**Work item**.
Write out all of the entries exactly, please.

Start of Data to examine

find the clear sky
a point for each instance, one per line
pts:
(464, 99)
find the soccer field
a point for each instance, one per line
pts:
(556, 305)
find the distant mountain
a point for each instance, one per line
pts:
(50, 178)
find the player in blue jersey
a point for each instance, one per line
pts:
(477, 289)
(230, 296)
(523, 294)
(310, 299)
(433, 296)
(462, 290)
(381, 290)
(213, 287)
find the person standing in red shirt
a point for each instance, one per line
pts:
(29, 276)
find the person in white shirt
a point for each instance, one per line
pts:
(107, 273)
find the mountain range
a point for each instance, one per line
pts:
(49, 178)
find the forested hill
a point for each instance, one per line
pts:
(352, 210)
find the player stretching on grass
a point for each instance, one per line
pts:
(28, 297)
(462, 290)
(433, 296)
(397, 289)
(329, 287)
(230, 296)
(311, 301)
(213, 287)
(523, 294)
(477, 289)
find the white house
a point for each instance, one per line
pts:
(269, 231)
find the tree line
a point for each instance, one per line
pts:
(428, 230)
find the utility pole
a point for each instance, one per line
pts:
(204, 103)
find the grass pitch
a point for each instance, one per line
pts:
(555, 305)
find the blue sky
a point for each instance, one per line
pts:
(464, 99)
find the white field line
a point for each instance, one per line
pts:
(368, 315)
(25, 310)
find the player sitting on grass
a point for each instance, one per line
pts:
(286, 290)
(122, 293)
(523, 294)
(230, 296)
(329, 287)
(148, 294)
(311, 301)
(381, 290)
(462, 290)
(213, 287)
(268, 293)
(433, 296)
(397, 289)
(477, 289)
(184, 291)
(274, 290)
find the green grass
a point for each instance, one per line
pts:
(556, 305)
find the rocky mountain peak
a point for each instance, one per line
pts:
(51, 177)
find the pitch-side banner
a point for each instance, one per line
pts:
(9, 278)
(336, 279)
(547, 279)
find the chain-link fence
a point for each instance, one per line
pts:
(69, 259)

End of Data to examine

**Exercise result**.
find the clear sky
a point for each instance, one per line
pts:
(464, 99)
find the soccer field
a point for each instance, one per line
pts:
(556, 305)
find the distant mountain
a point for each instance, one per line
pts:
(50, 178)
find the player in blue jersey
a point for each instance, one per line
pts:
(477, 289)
(230, 296)
(523, 294)
(310, 299)
(433, 296)
(462, 290)
(381, 290)
(213, 287)
find the person standing in red shirt
a point for each instance, one per line
pts:
(29, 276)
find the person in white shirt
a point for each instance, one per line
pts:
(107, 273)
find the mountain range
a point for each instance, one per line
pts:
(49, 178)
find the forested hill
a point for each instance, one per line
pts:
(352, 210)
find the player stretching on grass
a point for each instance, one per line
pts:
(28, 297)
(462, 290)
(433, 296)
(397, 289)
(329, 287)
(230, 296)
(311, 301)
(213, 287)
(523, 294)
(477, 289)
find the white house
a point for each instance, one per line
pts:
(269, 231)
find the tree line
a point for each instance, one per line
pts:
(428, 230)
find the utility pole
a point for each instance, one per line
pts:
(204, 103)
find the grass pitch
a point for each instance, one per line
pts:
(555, 305)
find the blue sky
a point for each instance, one per line
pts:
(464, 99)
find the white field line
a point for each instance, one per line
pts:
(368, 315)
(25, 310)
find the player sitting on grass
a point for each instance, one per line
pts:
(286, 290)
(122, 293)
(523, 294)
(230, 296)
(329, 287)
(148, 294)
(311, 301)
(381, 290)
(462, 290)
(213, 287)
(268, 293)
(433, 296)
(397, 289)
(477, 289)
(184, 291)
(274, 290)
find the green grass
a point for each instance, one per line
pts:
(556, 305)
find the rocky mountain peak
a point for each instance, one per line
pts:
(51, 177)
find the pitch-side banner
a point for each instance, one per line
pts:
(9, 278)
(336, 279)
(547, 279)
find the chain-link fence
a point for each instance, one per line
pts:
(69, 259)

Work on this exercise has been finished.